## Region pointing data
○ ○ ○ ○ ○

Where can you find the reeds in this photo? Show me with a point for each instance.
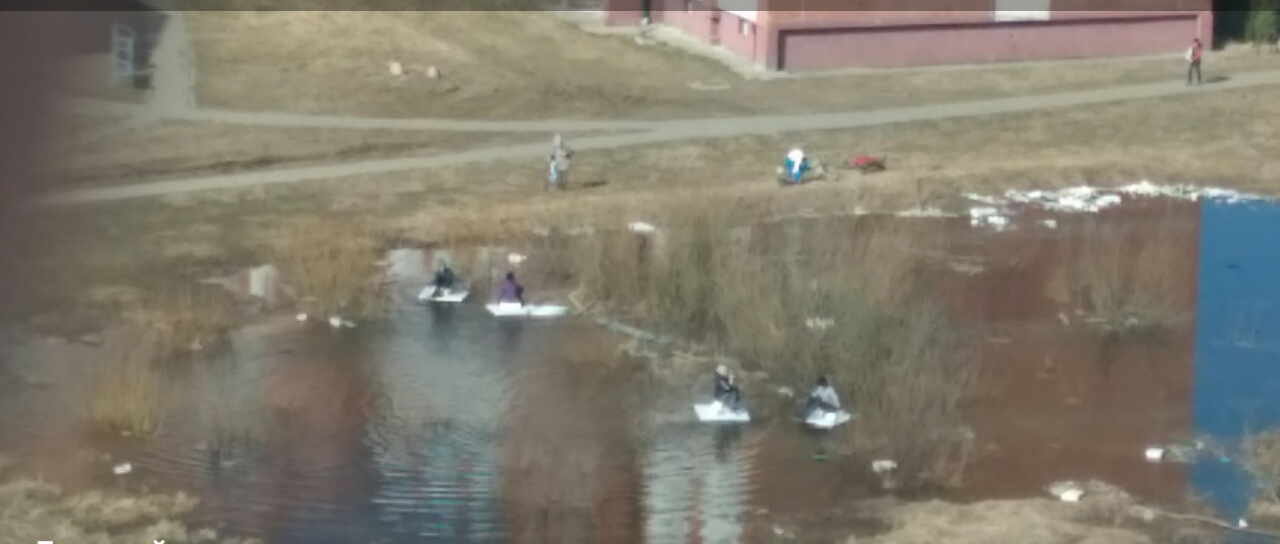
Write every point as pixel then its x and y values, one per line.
pixel 839 297
pixel 187 319
pixel 334 268
pixel 1261 458
pixel 1127 279
pixel 126 389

○ ○ ○ ○ ○

## Your goal
Please give the records again word for word, omitting all images.

## Output of the task
Where can you find the reeds in this photo? Show me with a point for each instance.
Write every point as pixel then its x and y values, one per line.
pixel 839 297
pixel 187 319
pixel 334 268
pixel 1261 458
pixel 1127 279
pixel 126 389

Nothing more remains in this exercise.